PROBLEM TO WORK ON: Retype only the stretch of lines that starts with the line containing "Query: ribbon hanging ornament" and ends with the last line of the records, both included, exactly.

(Items from a dataset)
>>

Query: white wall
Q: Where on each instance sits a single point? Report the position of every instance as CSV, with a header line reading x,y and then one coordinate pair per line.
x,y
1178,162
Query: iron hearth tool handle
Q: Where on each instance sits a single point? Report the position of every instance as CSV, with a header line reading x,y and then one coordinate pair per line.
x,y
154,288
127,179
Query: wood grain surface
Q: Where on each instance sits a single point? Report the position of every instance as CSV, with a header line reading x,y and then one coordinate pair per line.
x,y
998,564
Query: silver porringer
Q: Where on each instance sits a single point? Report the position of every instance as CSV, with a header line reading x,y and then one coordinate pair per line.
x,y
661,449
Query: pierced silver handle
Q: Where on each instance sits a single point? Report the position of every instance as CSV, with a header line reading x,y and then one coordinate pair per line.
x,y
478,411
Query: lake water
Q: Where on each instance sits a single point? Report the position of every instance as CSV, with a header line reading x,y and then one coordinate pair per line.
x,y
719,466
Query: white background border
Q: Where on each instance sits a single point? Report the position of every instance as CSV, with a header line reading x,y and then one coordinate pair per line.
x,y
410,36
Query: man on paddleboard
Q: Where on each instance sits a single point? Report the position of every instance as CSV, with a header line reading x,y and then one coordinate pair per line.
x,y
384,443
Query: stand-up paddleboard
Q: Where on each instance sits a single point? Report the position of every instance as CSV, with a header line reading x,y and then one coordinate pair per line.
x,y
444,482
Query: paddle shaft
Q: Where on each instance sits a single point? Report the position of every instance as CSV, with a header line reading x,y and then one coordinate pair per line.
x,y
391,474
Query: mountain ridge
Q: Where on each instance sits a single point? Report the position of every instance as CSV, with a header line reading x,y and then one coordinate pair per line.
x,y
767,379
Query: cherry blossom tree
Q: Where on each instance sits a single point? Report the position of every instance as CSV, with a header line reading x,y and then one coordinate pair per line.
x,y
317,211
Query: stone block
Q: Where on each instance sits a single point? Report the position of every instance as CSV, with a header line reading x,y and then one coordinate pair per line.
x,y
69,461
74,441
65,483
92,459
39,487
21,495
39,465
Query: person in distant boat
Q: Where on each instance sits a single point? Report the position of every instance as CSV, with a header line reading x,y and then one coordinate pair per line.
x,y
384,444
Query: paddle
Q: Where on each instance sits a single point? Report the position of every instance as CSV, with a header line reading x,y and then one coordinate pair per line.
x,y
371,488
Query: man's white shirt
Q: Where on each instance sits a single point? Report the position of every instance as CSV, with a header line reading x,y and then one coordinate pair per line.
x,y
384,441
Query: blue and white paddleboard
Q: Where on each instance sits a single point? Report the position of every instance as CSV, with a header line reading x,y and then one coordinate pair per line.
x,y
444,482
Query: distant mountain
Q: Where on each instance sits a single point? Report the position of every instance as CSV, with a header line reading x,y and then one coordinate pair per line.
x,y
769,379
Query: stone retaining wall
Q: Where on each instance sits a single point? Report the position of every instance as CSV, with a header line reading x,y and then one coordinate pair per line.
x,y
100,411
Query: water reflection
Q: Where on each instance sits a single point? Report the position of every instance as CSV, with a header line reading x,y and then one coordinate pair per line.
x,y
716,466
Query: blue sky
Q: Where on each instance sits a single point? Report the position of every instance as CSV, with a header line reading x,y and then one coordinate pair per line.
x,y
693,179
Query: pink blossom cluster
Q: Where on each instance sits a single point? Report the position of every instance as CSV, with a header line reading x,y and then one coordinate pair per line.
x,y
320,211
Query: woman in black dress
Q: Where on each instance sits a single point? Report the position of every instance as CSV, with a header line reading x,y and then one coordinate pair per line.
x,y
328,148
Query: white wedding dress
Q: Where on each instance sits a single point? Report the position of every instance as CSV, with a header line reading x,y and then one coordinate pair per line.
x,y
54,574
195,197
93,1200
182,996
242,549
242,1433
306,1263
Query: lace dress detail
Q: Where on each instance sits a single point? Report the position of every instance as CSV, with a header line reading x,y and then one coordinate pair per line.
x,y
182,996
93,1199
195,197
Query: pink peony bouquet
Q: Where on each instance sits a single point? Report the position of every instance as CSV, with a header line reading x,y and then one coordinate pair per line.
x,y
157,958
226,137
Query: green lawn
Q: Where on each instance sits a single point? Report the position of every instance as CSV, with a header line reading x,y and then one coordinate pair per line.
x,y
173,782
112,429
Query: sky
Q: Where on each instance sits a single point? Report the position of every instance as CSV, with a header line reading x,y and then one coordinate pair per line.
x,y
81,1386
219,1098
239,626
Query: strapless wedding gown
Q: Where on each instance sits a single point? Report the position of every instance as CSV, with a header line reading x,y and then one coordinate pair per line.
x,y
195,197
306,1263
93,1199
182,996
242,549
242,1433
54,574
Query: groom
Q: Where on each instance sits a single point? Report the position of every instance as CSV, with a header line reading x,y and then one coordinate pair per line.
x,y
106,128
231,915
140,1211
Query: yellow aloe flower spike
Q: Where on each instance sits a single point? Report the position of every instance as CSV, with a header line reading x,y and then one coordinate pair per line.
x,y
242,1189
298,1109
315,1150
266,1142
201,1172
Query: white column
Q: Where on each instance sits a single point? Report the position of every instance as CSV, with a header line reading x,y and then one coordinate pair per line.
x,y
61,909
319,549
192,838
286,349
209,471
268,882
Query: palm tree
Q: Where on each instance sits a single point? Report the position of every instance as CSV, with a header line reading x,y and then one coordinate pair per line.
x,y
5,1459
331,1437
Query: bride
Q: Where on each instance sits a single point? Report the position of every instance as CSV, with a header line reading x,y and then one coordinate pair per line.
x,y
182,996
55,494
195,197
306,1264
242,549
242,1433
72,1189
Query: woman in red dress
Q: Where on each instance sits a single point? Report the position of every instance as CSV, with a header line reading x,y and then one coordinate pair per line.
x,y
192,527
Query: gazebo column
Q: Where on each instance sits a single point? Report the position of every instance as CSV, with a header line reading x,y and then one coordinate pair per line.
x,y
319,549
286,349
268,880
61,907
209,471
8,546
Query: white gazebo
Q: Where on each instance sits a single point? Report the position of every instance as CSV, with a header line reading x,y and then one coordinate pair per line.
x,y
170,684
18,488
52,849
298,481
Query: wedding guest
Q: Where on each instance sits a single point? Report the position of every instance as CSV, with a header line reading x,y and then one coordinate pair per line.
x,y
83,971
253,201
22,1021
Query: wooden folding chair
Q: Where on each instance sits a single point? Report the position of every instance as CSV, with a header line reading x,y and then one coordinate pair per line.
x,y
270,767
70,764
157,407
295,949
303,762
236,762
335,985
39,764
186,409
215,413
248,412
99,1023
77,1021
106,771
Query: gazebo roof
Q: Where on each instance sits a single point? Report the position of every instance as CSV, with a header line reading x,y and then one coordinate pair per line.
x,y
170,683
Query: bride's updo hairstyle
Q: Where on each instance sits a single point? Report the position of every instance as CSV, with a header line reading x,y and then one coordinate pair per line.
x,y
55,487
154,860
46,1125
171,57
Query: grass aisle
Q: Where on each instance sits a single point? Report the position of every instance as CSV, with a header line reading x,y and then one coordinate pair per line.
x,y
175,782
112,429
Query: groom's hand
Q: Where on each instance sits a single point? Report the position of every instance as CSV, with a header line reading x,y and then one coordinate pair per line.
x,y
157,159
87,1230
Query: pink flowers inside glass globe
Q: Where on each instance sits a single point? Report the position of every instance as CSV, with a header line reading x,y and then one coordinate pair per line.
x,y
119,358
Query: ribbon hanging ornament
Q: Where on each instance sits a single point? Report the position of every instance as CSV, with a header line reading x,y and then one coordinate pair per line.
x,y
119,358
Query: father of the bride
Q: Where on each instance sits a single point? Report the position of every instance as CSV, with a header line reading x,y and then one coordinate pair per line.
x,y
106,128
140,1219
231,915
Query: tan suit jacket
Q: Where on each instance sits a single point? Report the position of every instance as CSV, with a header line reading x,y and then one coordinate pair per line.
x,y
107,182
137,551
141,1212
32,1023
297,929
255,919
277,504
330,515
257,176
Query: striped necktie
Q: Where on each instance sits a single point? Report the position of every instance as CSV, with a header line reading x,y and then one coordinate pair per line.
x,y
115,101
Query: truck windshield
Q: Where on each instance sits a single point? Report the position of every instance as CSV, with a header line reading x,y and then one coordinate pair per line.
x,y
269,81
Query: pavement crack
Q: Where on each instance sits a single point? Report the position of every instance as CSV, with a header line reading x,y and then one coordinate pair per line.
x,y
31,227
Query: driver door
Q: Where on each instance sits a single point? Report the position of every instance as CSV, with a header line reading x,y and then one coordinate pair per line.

<<

RESPONSE BELOW:
Query: ribbon hanging ornament
Q: Where on each instance sits a single point? Report the position of every instance as CSV, with a header line reading x,y and then one coordinate pair per line.
x,y
119,358
Query: father of the bride
Q: Where on each instance sits a single point? Report the position of every instance as CSV, with a header line reading x,y and then one coordinate pair per line.
x,y
106,128
140,1219
231,915
Query: tan suit jacket
Q: Where on each instance sits a single point? Report the position of every instance as CSV, with a header line reading x,y and then one coordinate pair per line.
x,y
107,182
137,551
141,1212
32,1023
297,929
255,919
277,504
330,515
257,176
Query: striped necktie
Q: Where on each instance sits a single point? Report the position of every instance as CSV, with a header line reading x,y and then one coordinate pair per line.
x,y
115,101
Query: truck windshield
Q: Where on each instance sits a single point? Report the position of every instance as CSV, with a header line reading x,y and then one coordinate pair per line.
x,y
269,81
Query: pavement crack
Q: Where on each instance sits a single point? Report the position of every instance as CSV, with a header line reading x,y and then one coordinate pair per line.
x,y
31,227
Query: driver door
Q: Where on each instance sits a single point? Report the position of every instance as CSV, with a header line reading x,y and then one coordinate pair per line.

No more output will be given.